◆ **Dataset records**
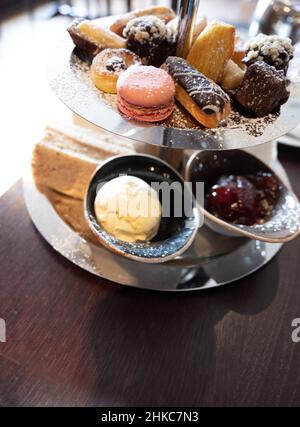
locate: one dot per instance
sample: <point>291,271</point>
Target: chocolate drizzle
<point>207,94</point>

---

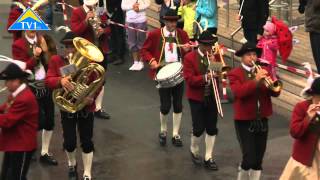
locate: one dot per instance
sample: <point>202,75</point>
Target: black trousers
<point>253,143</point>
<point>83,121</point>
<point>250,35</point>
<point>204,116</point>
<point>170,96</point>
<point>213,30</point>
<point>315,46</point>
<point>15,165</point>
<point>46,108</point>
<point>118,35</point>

◆ **What is expected**
Show every line in the material above that contains the string "sample".

◆ **Result of this task**
sample: <point>291,271</point>
sample: <point>202,75</point>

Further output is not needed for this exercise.